Pointing records:
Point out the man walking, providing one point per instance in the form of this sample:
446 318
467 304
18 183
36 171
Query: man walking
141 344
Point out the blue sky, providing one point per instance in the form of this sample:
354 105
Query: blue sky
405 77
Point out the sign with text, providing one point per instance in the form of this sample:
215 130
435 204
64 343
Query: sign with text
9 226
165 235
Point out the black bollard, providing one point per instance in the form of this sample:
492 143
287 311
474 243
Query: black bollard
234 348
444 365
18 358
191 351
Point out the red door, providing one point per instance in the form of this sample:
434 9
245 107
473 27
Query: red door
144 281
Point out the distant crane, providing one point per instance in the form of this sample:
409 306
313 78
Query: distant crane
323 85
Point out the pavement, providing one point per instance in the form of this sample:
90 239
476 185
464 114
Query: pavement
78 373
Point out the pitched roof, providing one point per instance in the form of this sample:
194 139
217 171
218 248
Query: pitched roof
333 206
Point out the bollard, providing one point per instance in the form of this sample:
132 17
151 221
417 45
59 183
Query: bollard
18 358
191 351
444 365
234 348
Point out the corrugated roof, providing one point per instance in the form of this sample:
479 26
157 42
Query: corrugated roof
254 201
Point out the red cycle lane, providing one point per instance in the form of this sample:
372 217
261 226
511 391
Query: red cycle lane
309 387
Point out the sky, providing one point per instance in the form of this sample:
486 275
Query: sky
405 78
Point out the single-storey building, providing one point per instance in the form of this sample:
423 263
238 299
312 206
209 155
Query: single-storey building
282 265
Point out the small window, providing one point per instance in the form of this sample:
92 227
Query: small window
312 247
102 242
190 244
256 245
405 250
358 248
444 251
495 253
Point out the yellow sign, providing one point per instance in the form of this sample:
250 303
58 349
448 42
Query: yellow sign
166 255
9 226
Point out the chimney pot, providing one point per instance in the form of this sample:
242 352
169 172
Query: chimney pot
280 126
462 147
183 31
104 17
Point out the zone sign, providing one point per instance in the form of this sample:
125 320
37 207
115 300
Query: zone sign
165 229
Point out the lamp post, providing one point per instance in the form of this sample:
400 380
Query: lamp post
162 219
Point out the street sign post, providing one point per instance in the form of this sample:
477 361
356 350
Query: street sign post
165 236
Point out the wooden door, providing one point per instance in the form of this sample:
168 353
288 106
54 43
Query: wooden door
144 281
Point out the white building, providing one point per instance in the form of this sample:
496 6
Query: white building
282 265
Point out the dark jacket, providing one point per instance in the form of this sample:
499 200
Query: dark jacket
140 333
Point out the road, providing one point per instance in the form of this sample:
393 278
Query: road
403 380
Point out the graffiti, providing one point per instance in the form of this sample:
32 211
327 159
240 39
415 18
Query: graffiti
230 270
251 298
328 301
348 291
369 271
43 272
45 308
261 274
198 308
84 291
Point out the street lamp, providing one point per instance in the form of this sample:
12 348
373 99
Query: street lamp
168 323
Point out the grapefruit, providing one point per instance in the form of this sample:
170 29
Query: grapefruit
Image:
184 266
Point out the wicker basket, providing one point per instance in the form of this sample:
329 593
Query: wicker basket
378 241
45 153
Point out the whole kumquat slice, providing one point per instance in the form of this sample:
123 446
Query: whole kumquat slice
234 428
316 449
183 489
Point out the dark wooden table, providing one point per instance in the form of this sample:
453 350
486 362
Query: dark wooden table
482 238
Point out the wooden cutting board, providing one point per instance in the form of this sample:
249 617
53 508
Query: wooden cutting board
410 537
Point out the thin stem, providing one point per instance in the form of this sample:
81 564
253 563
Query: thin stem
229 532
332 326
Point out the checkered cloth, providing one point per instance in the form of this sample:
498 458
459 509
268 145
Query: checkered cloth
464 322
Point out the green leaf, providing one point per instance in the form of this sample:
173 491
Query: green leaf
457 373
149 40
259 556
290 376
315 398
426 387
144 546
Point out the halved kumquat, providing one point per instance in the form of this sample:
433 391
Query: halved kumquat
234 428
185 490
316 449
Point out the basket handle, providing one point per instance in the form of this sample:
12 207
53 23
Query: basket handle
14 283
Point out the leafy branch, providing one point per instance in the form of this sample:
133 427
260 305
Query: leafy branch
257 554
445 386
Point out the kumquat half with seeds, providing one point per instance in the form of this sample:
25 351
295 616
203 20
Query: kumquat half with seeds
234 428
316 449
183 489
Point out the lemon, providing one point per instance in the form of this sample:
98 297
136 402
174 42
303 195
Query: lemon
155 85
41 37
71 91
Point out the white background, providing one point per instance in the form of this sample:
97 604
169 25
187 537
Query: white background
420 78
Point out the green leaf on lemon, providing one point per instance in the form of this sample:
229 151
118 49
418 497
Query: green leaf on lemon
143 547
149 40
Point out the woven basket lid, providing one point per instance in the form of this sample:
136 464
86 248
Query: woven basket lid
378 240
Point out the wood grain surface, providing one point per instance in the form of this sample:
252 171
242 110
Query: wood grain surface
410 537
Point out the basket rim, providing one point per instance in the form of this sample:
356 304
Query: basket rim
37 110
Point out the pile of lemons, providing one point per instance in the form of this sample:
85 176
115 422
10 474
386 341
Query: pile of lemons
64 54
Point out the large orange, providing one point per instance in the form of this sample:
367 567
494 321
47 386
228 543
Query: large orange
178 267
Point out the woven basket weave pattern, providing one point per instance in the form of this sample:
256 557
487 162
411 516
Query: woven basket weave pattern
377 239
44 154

EXERCISE TASK:
Copy every item above word for word, leaving nothing out.

ANSWER FOR THE TASK:
Point out the man walking, providing one point per instance in the form of this sample:
446 318
467 304
18 183
36 171
Query: man walking
141 344
Point out the blue sky, providing one point per instance in the form of this sample:
354 105
Query: blue sky
405 77
Point out the sign with text, providing one point per instance in the form of this sample:
215 130
435 204
64 343
Query: sign with text
9 226
165 235
Point out the black bollard, providing one point per instance in the form of this sample:
492 143
287 311
474 243
Query: black bollard
234 348
444 365
18 358
191 351
Point out the red door, providing one point per instance in the form of this sample:
434 9
245 107
473 27
Query: red door
144 281
Point out the distant crane, providing one point per instance in the form of this sample:
409 306
313 78
Query: distant crane
323 85
Point out the pavement, providing one point per instance in the form of this sample:
90 239
476 185
464 114
Query: pavement
78 373
Point out the pitched roof, providing one point per instance in the form of this sample:
194 139
217 171
218 248
Query: pitched roof
333 206
Point out the bollard, providing one point per instance in the form of this sample:
132 17
151 221
417 45
59 183
Query: bollard
18 358
191 351
444 365
234 348
Point out the corrugated roof, providing one point per instance in the form of this sample:
479 26
157 42
Query: corrugated roof
254 201
Point out the red cycle lane, providing one point per instance in the form of this sample:
372 217
261 226
511 391
Query: red cycle lane
309 387
Point out the sky, providing one point per instance in the form of this sample:
486 275
Query: sky
405 78
Point out the single-storey building, providing one point per instance in the form of this sample:
423 263
238 299
312 206
209 155
Query: single-storey building
282 265
Point out the small window, providing one point per instance in the form of this sample:
92 227
Query: small window
312 247
102 242
190 244
256 245
405 250
358 248
444 251
495 253
Point out the yellow sign, providing one point per instance in the form of this sample:
250 303
58 349
448 42
Query: yellow sign
166 255
9 226
Point out the chimney pot, providing one point per instance in the form of this sample:
242 352
169 172
Query: chimney pot
280 126
462 147
183 31
104 17
Point out the zone sign, providing one point per instance in the form of this sample:
125 320
37 207
115 300
Query: zone sign
165 229
Point out the lamp post, providing one point per instance in the form of this sample:
400 380
Query: lamp post
162 219
Point out the street sign post, providing one point per instance in the form of this sample:
477 361
356 350
Query: street sign post
165 236
Point out the wooden door, providing one point per instance in the form of this sample:
168 353
288 106
54 43
Query: wooden door
144 281
Point out the white building, providing one point per instance in the form of this sample:
496 6
Query: white building
282 265
Point out the dark jacket, providing one point per instance in the form of this sample:
499 200
Query: dark jacket
140 333
Point out the road, providing one point per instance in the form of this sample:
393 278
Query: road
403 380
Point out the graffiti, providing one point per instance in the form of this sample:
32 211
327 159
240 39
415 18
Query: graffiti
230 270
251 298
328 301
348 291
369 271
43 272
45 308
261 274
198 308
84 291
Point out the street lamp, providing one point per instance in the form of this sample:
12 348
373 99
Query: street lamp
168 323
Point out the grapefruit, providing one point per instance in the form of this sample:
170 29
Query: grapefruit
Image:
184 266
Point out the wicker basket, providing one point per instance in the form of this sample:
329 593
Query: wicker basket
378 241
45 153
Point out the whole kumquat slice, providing one point per instance in the form of this sample:
123 446
Query: whole kumquat slice
234 428
316 449
183 489
Point out the dark wooden table, providing one point per instance in the form of this sample:
453 350
486 362
Query: dark wooden table
482 238
Point out the wooden cutting board, providing one point per instance in the form of this sample:
249 617
53 508
Query: wooden cutting board
410 537
Point out the thin stem, providing one point per instance in the form of this sample:
81 564
253 563
Query: thin stem
229 532
332 326
Point out the checkered cloth, providing one point per instance in the form of this sample:
498 458
459 509
268 145
Query: checkered cloth
464 322
Point out the green leaf, providing one point per instance in the form of this sample:
173 491
Query: green leaf
457 373
149 40
259 556
290 376
315 398
426 387
144 546
Point out the halved kumquat, providing one point per instance in the form of this sample:
433 391
Query: halved kumquat
234 428
185 490
316 449
Point out the basket handle, providing one point per instance in the form of this sample:
12 207
53 23
Query: basket handle
14 283
Point out the leafy branch, providing one point per instance in the form of this sample:
133 427
260 305
Query: leafy branch
257 554
445 386
Point out the kumquat half with seeds, providing one point per instance in the form of this sample:
25 351
295 616
203 20
Query: kumquat half with seeds
234 428
316 449
183 489
Point out the lemon, providing one point per instance in the form of this sample:
98 297
136 402
174 42
303 195
Query: lemon
155 85
41 37
71 91
Point out the white background, providing one point per instance in the form of this sample:
97 604
169 25
187 537
Query: white background
420 78
Point out the green leaf on lemon, providing one point per instance in the form of this sample:
229 151
118 49
418 497
Query: green leaf on lemon
143 547
149 40
Point out the woven basket lid, providing one point per instance in the form of this sample:
136 464
86 248
Query: woven basket lid
378 240
Point out the wood grain surface, providing one point per instance in the form of this sample:
252 171
242 110
Query: wood grain surface
410 537
Point out the basket rim, providing one point per instance in the form of this sample:
356 304
Query: basket rim
37 110
Point out the pile of lemons, providing one point per instance in the form of this sample:
85 176
115 422
10 474
386 341
Query: pile of lemons
64 54
Point out the large orange, providing one point per instance in the form of this sample:
367 567
494 321
47 386
228 543
Query: large orange
178 267
Point out the woven basket weave pattern, providing one point per instance in the form of this sample:
256 557
487 162
411 516
Query: woven basket weave pattern
377 239
44 154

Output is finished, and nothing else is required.